### Selected excerpt

○ ○ ○

Skip to content

Dockerfile Deep Dive

This chapter will deeply explain Dockerfile syntax, instructions, and best practices, helping you master how to write efficient and secure Dockerfiles to build custom images.

Dockerfile Basics

What is a Dockerfile?

A Dockerfile is a text file containing a series of instructions used to automate the building of Docker images. Each instruction creates a new layer in the image.

Basic Structure of Dockerfile

dockerfile
# Comment
FROM base_image:tag
LABEL maintainer="your-email@example.com"
RUN command
COPY source destination
WORKDIR /app
EXPOSE 8080
CMD ["executable", "param1", "param2"]

Build Context

The build context is the set of files and directories that the docker build command sends to the Docker daemon:

bash
# Current directory as build context
docker build -t myapp:v1.0 .

# Specify build context
docker build -t myapp:v1.0 /path/to/context

# Build from Git repository
docker build -t myapp:v1.0 https://github.com/user/repo.git

Dockerfile Instructions Detailed

FROM - Base Image

dockerfile
# Basic usage
FROM ubuntu:20.04

# Use multi-stage builds
FROM node:16 AS builder
FROM nginx:alpine AS runtime

# Use ARG variable
ARG BASE_IMAGE=node:16
FROM ${BASE_IMAGE}

# Specify platform
FROM --platform=linux/amd64 node:16

Best Practices:

  • Use specific tags instead of latest
  • Prefer official images
  • Use lightweight base images (like Alpine)

○ ○ ○

### Data
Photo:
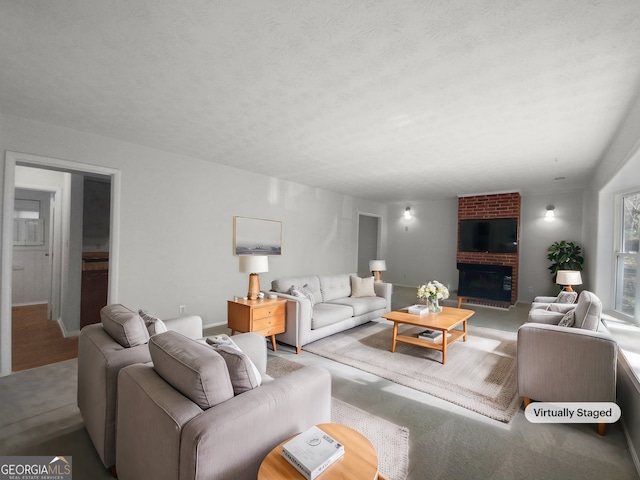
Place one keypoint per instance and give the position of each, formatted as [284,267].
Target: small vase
[434,305]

○ ○ ○

### Set problem
Using the Dockerfile guide, please explain in one to three sentences what a Dockerfile's instructions are used for and what each one adds to an image. The material comes from a different source than the Dockerfile guide.

### Answer for the task
A Dockerfile's series of instructions is used to automate the building of Docker images. Each instruction creates a new layer in the image.